• What this task involves:
Rename "pointing benchmark" to "point annotation set" throughout the records below, keeping every other part of the lines the same.

------ Records for this task

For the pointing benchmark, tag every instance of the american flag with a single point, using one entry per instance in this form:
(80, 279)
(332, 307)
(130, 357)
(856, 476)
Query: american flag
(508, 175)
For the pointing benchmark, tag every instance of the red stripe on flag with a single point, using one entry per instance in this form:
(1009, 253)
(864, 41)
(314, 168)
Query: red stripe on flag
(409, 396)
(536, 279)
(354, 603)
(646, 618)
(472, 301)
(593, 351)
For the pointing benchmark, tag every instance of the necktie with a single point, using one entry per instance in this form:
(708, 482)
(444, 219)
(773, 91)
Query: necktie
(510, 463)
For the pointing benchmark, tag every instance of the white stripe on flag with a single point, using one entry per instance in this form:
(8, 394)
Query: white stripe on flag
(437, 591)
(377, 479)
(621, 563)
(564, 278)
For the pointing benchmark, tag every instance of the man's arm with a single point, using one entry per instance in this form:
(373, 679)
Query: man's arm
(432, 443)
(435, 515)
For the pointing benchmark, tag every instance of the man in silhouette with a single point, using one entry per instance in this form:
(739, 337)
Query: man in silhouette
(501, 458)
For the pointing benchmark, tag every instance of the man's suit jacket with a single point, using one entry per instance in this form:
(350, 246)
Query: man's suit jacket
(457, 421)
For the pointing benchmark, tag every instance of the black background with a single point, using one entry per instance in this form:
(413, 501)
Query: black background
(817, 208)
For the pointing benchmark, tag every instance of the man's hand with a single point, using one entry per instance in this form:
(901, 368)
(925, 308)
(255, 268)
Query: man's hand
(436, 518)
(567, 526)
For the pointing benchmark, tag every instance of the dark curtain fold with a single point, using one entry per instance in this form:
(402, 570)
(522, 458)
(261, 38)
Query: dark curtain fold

------------

• Solved problem:
For the point annotation set, tag every instance of the american flag with a single point, using one entry per instance in this form:
(80, 279)
(332, 307)
(130, 357)
(856, 476)
Query: american flag
(508, 175)
For the point annotation set, tag every instance of the red stripe on flag with a single point, using one entry per instance in this form:
(1009, 253)
(864, 41)
(314, 168)
Query: red stripe on flag
(409, 396)
(536, 279)
(354, 603)
(646, 618)
(472, 301)
(593, 351)
For the point annotation set, tag every instance of the necktie with a single point, using one entry per instance in this form:
(708, 482)
(444, 219)
(773, 91)
Query: necktie
(510, 463)
For the point annotation set, tag every instance of the white stripe on flag with a single point, using one entry per instance in this form:
(8, 394)
Query: white stripe on flag
(437, 591)
(377, 479)
(621, 563)
(564, 278)
For the point annotation set, tag every instance of the man's arm with a single point, using one entry per instance in this form:
(373, 679)
Query: man's arm
(432, 443)
(435, 515)
For the point annotation set, tag every instance of the man in silhouette with a single point, using one entry per instance in this form:
(739, 337)
Query: man in silhouette
(501, 458)
For the point annotation set, tag every instance of the man's suit jacket with a single point, using one entry per instance in this form:
(350, 246)
Query: man's suit jacket
(457, 421)
For the point annotation set, tag every instance of the black background with a single point, using one entry per instance in this form:
(413, 501)
Query: black background
(817, 208)
For the point annotation set, tag every instance of the man's hand with a single point, using one entry per instance in this form:
(901, 368)
(925, 308)
(255, 268)
Query: man's hand
(436, 518)
(567, 526)
For the point annotation set, tag every instance of the dark curtain fold with a single point, using one entry per instance in this form:
(402, 570)
(522, 458)
(261, 38)
Query: dark curtain fold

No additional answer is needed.